# [Exercise]
Could you return all of the records below line for line, without changing anything? Leave the pictures out of your reply.

# [Records for this exercise]

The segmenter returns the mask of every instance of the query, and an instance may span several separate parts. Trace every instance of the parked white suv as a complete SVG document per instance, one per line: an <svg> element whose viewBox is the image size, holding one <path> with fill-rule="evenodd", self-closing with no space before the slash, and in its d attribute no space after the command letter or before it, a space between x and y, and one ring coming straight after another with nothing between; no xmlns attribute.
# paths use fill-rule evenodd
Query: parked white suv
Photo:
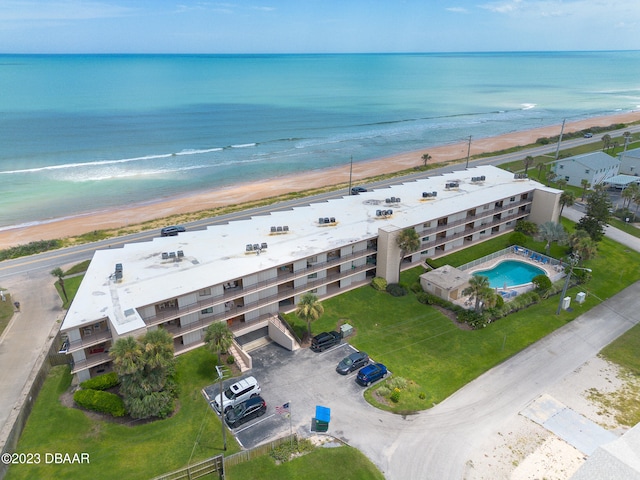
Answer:
<svg viewBox="0 0 640 480"><path fill-rule="evenodd" d="M254 377L243 378L222 391L222 411L227 413L245 400L260 395L260 385ZM211 405L220 413L220 393L216 393Z"/></svg>

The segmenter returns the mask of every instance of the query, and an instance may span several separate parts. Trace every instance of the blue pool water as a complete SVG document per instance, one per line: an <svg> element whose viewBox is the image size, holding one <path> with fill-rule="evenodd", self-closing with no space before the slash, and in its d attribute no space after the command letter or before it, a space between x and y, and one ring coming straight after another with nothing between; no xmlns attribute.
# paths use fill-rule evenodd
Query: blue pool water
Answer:
<svg viewBox="0 0 640 480"><path fill-rule="evenodd" d="M545 271L529 263L518 260L505 260L489 270L479 270L473 275L489 278L491 288L514 287L530 283L533 277L544 275Z"/></svg>

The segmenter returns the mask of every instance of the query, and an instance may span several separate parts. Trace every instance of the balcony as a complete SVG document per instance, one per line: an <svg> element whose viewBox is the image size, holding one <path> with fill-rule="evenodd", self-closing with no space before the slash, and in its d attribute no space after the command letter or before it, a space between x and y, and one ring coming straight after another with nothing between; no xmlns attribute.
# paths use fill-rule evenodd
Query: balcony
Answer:
<svg viewBox="0 0 640 480"><path fill-rule="evenodd" d="M178 317L182 317L182 316L186 316L192 313L197 313L200 312L202 310L205 310L207 308L219 305L221 303L226 303L230 300L240 300L241 303L242 302L242 298L244 295L248 294L248 293L255 293L258 292L260 290L264 290L270 287L274 287L274 286L279 286L281 284L288 284L293 282L293 280L298 279L298 278L306 278L308 275L314 273L314 272L319 272L319 271L323 271L323 270L327 270L330 267L333 266L339 266L343 263L348 263L351 262L353 260L357 260L359 258L363 258L363 257L367 257L371 254L376 253L376 250L373 248L367 248L366 250L361 250L359 252L353 253L351 255L345 255L343 257L340 258L336 258L333 259L331 261L327 261L327 262L323 262L323 263L315 263L312 266L302 269L302 270L298 270L297 272L291 272L291 273L285 273L282 275L278 275L277 279L270 279L270 280L265 280L263 282L258 282L254 285L250 285L250 286L246 286L246 287L242 287L242 288L238 288L233 292L225 292L223 295L218 295L217 297L213 297L213 298L206 298L204 300L199 300L195 303L189 304L189 305L185 305L182 307L177 307L177 308L165 308L162 311L156 310L156 314L152 317L148 317L148 318L144 318L144 322L147 324L147 326L152 326L152 325L160 325L161 323L165 323L171 319L174 318L178 318ZM363 265L362 267L356 267L355 269L350 269L348 272L344 272L342 274L338 274L338 277L347 277L349 275L352 275L353 273L356 273L358 271L362 271L362 270L368 270L371 268L375 268L375 266L372 265ZM331 278L336 278L335 275L331 275ZM314 282L308 282L304 287L303 287L303 291L307 291L311 288L315 288L315 286L310 286L310 285L317 285L317 286L321 286L323 284L329 283L328 278L330 277L326 277L326 278L322 278L319 280L316 280ZM298 289L299 290L299 289ZM291 289L291 291L297 291L296 289ZM277 296L277 295L276 295ZM269 298L274 298L276 296L272 296ZM286 295L282 296L282 298L286 298L287 296L291 296L290 291L287 291ZM244 305L243 307L237 307L235 310L231 309L230 312L224 312L222 314L216 314L213 316L209 316L206 318L206 320L210 320L210 319L223 319L223 318L230 318L233 316L236 316L237 314L241 314L246 312L247 310L255 310L255 308L259 308L260 306L263 306L265 304L267 304L269 302L263 302L262 300L260 301L260 305L258 305L257 307L254 308L247 308L247 305ZM211 322L207 321L207 324L209 324Z"/></svg>
<svg viewBox="0 0 640 480"><path fill-rule="evenodd" d="M82 332L82 329L80 330ZM107 340L111 340L111 332L105 330L104 332L92 333L91 335L83 335L80 340L74 340L69 343L68 353L77 352L83 348L92 347L104 343Z"/></svg>
<svg viewBox="0 0 640 480"><path fill-rule="evenodd" d="M206 328L207 326L209 326L210 324L214 323L214 322L219 322L219 321L226 321L229 320L231 318L235 318L238 316L241 316L247 312L251 312L254 310L257 310L259 308L262 308L264 306L267 305L271 305L274 303L278 303L282 300L294 297L295 295L301 294L301 293L305 293L308 292L309 290L312 290L314 288L318 288L324 285L328 285L330 283L334 283L337 282L343 278L347 278L349 276L352 276L356 273L359 272L363 272L363 271L368 271L368 270L372 270L375 269L375 265L370 265L370 264L365 264L365 265L361 265L359 267L355 267L352 268L346 272L338 272L335 273L333 275L327 275L324 278L319 278L317 280L314 280L312 282L307 282L307 284L305 285L301 285L299 287L290 287L285 289L284 291L279 291L277 293L275 293L274 295L270 295L268 297L265 298L261 298L259 300L256 300L254 302L246 302L242 305L237 305L236 307L230 309L229 311L226 312L221 312L221 313L217 313L214 315L208 315L205 318L199 319L196 322L193 323L189 323L187 325L164 325L163 327L166 328L166 330L171 333L174 336L180 336L180 335L185 335L187 333L191 333L194 332L196 330L200 330L202 328ZM189 308L192 308L191 306L189 306ZM201 306L197 307L194 309L194 311L199 311L199 309L201 309ZM181 310L187 310L185 309L181 309ZM183 313L184 314L184 313ZM271 314L269 314L271 315ZM268 315L267 315L268 316ZM264 317L264 315L262 316ZM262 318L260 317L260 318ZM168 320L171 320L171 318L166 319L164 321L159 320L159 319L154 319L154 323L153 325L159 325L161 323L166 323ZM253 323L254 320L252 320L251 323ZM150 323L149 321L147 321L147 325L150 325L152 323ZM232 327L232 331L233 331L233 327Z"/></svg>
<svg viewBox="0 0 640 480"><path fill-rule="evenodd" d="M89 355L85 360L79 360L73 363L71 374L78 373L81 370L87 370L91 367L102 365L103 363L109 363L110 361L111 357L109 357L109 354L106 352Z"/></svg>

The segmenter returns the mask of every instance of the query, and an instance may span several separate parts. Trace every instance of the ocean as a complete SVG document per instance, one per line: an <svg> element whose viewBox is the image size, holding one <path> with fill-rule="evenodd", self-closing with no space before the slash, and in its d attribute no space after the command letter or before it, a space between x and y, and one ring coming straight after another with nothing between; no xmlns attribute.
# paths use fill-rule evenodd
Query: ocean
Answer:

# [Reply]
The segmenter returns the mask of every instance of the query, and an instance may span several separate parts. Trace every instance of the parked white suv as a complete SVG document per instance, one per line: an <svg> element whose viewBox is the image size, holding one <path> with fill-rule="evenodd", self-closing with no space before the slash, and in its d attribute no space after the command letter or before it, a space between x and y, and one ring coming straight after another with nothing between; no xmlns attribute.
# paths use fill-rule evenodd
Query: parked white suv
Photo:
Answer:
<svg viewBox="0 0 640 480"><path fill-rule="evenodd" d="M254 377L243 378L222 391L222 411L227 413L245 400L260 395L260 385ZM211 405L220 413L220 393L216 393Z"/></svg>

The segmenter returns the mask of every instance of the query, and an instance may span several separate parts. Trace every instance of the blue pool water as a complete SVG document per instance, one per line: an <svg> element whose viewBox is the image size, holding one <path> with fill-rule="evenodd", self-closing with no space before the slash, and in its d attribute no space after the command letter or before it, a space between x and y, and one ring coming straight after another with nothing between; no xmlns attribute.
# paths use fill-rule evenodd
Query: blue pool water
Answer:
<svg viewBox="0 0 640 480"><path fill-rule="evenodd" d="M545 271L529 263L518 260L505 260L489 270L479 270L473 275L489 278L491 288L514 287L530 283L533 277L544 275Z"/></svg>

The segmenter returns the mask of every instance of the query, and an instance may span several separate parts. Trace every instance of the balcony as a complete SVG document per instance, one per line: an <svg> element whose viewBox is the image size, holding one <path> with fill-rule="evenodd", self-closing with no space before the slash, and in its d attribute no space after the command letter or before it, a space between x and y, and one ring coming straight after another with nothing between; no xmlns attribute.
# paths use fill-rule evenodd
Query: balcony
Answer:
<svg viewBox="0 0 640 480"><path fill-rule="evenodd" d="M178 317L182 317L182 316L186 316L192 313L197 313L200 312L202 310L205 310L207 308L219 305L221 303L226 303L230 300L240 300L241 303L242 302L242 298L244 295L248 294L248 293L255 293L258 292L260 290L264 290L270 287L274 287L274 286L279 286L281 284L288 284L293 282L293 280L298 279L298 278L306 278L308 275L314 273L314 272L319 272L319 271L323 271L323 270L327 270L330 267L333 266L339 266L343 263L348 263L351 262L353 260L357 260L359 258L363 258L363 257L367 257L371 254L376 253L376 250L373 248L367 248L366 250L361 250L359 252L353 253L351 255L345 255L343 257L340 258L336 258L333 259L331 261L327 261L327 262L323 262L323 263L315 263L312 266L302 269L302 270L298 270L297 272L291 272L291 273L285 273L282 275L278 275L277 279L270 279L270 280L265 280L263 282L258 282L254 285L250 285L250 286L246 286L246 287L242 287L242 288L238 288L233 292L225 292L223 295L218 295L217 297L213 297L213 298L206 298L204 300L199 300L195 303L189 304L189 305L185 305L182 307L177 307L177 308L165 308L162 311L156 310L156 314L152 317L148 317L148 318L144 318L144 322L147 324L147 326L152 326L152 325L160 325L161 323L165 323L171 319L174 318L178 318ZM363 265L362 267L356 267L355 269L350 269L348 272L344 272L342 274L338 274L338 277L347 277L349 275L352 275L353 273L356 273L358 271L362 271L362 270L368 270L371 268L375 268L375 266L372 265ZM331 278L336 278L335 275L331 275ZM314 282L308 282L304 287L303 287L303 291L307 291L311 288L315 288L315 286L310 286L310 285L317 285L317 286L321 286L323 284L329 283L328 278L330 277L326 277L326 278L322 278L319 280L316 280ZM298 289L299 290L299 289ZM291 289L291 291L297 291L296 289ZM277 296L277 295L276 295ZM269 298L274 298L276 296L272 296ZM286 295L282 296L282 298L286 298L287 296L291 296L290 291L287 291ZM244 305L243 307L237 307L235 310L231 309L230 312L224 312L222 314L216 314L213 316L209 316L206 318L206 320L210 320L210 319L223 319L223 318L230 318L233 316L236 316L237 314L241 314L246 312L247 310L255 310L255 308L259 308L260 306L263 306L265 304L267 304L269 302L263 302L262 300L260 301L260 305L258 305L257 307L254 308L247 308L247 305ZM211 322L207 321L207 324L209 324Z"/></svg>
<svg viewBox="0 0 640 480"><path fill-rule="evenodd" d="M82 332L82 329L80 330ZM107 340L111 340L111 332L105 330L104 332L92 333L91 335L83 335L80 340L74 340L69 343L68 353L77 352L83 348L92 347L104 343Z"/></svg>
<svg viewBox="0 0 640 480"><path fill-rule="evenodd" d="M206 328L207 326L209 326L210 324L214 323L214 322L219 322L219 321L226 321L229 320L231 318L235 318L238 316L241 316L247 312L251 312L254 310L257 310L259 308L262 308L264 306L267 305L271 305L274 303L278 303L282 300L294 297L295 295L301 294L301 293L305 293L308 292L309 290L312 290L314 288L318 288L324 285L328 285L330 283L334 283L337 282L343 278L347 278L349 276L352 276L356 273L359 272L363 272L363 271L368 271L368 270L372 270L375 269L375 265L370 265L370 264L365 264L365 265L361 265L359 267L355 267L352 268L346 272L338 272L335 273L333 275L327 275L324 278L319 278L317 280L314 280L312 282L307 282L307 284L305 285L301 285L299 287L290 287L285 289L284 291L279 291L277 293L275 293L274 295L270 295L268 297L265 298L261 298L259 300L256 300L254 302L246 302L242 305L237 305L236 307L230 309L229 311L226 312L221 312L221 313L217 313L214 315L208 315L205 318L199 319L196 322L193 323L189 323L187 325L164 325L163 327L166 328L166 330L171 333L174 336L180 336L180 335L185 335L187 333L191 333L194 332L196 330L200 330L202 328ZM189 308L192 308L191 306L189 306ZM201 306L197 307L194 309L194 311L199 311L199 309L201 309ZM181 310L187 310L185 309L181 309ZM183 313L184 314L184 313ZM271 314L269 314L271 315ZM268 315L267 315L268 316ZM264 317L264 315L262 316ZM262 318L260 317L260 318ZM168 320L171 320L171 318L166 319L164 321L159 320L159 319L154 319L154 323L153 325L159 325L161 323L166 323ZM253 323L254 320L252 320L251 323ZM150 323L149 321L147 321L147 325L150 325L152 323ZM232 327L232 331L233 331L233 327Z"/></svg>
<svg viewBox="0 0 640 480"><path fill-rule="evenodd" d="M89 355L85 360L79 360L73 363L71 374L78 373L81 370L87 370L91 367L102 365L103 363L109 363L110 361L111 357L109 357L109 354L106 352Z"/></svg>

The segmenter returns the mask of every instance of the query, and an instance may span several separate parts. Trace every instance of the ocean as a complete SVG document per instance, one per line: an <svg> element whose viewBox is the image size, holding one <path> with fill-rule="evenodd", self-closing with no space before the slash, and in its d attribute no space after the command letter or before it, a space between x and y, and one ring coming straight after another with nothing between; no xmlns attribute.
# paths use fill-rule evenodd
Query: ocean
Answer:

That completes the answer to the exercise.